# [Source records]
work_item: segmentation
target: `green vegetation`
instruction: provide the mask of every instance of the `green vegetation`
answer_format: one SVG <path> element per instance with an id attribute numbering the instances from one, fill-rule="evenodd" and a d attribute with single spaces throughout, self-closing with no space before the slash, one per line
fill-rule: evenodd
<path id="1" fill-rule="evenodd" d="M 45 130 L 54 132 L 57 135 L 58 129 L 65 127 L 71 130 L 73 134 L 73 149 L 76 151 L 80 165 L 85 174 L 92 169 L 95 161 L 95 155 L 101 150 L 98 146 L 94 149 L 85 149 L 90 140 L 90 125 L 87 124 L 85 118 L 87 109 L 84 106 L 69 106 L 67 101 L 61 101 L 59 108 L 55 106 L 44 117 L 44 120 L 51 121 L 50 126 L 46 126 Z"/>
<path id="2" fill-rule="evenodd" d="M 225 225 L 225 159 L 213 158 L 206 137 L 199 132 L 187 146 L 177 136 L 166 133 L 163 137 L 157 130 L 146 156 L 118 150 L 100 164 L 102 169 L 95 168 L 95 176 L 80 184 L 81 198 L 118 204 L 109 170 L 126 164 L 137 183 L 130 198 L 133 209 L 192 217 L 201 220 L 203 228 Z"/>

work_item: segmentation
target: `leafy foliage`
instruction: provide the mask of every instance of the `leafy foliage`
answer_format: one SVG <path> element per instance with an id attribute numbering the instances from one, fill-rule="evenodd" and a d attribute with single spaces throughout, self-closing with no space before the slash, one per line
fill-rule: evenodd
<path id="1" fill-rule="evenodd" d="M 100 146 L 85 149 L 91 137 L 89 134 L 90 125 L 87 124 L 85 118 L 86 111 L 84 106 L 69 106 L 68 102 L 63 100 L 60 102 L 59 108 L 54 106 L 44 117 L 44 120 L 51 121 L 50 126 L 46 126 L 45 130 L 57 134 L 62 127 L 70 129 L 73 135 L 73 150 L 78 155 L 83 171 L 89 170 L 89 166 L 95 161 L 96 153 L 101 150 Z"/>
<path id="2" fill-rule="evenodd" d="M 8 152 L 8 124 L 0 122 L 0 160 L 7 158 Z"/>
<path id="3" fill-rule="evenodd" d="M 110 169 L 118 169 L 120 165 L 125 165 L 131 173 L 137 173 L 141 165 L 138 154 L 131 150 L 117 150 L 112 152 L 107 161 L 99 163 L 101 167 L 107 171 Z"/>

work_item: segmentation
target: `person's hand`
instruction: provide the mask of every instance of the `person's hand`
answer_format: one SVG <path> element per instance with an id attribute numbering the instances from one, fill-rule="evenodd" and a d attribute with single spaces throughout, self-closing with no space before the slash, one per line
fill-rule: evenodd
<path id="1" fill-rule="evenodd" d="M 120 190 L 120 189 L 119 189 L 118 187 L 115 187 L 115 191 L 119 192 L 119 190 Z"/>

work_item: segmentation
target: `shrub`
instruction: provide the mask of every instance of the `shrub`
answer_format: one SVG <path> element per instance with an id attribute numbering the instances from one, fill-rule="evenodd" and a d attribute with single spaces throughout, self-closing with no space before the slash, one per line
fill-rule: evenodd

# [The task]
Identify each line in the records above that contains the word "vegetation", and copy it out in full.

# [Solution to this problem]
target: `green vegetation`
instruction: provide the mask of every instance of the `green vegetation`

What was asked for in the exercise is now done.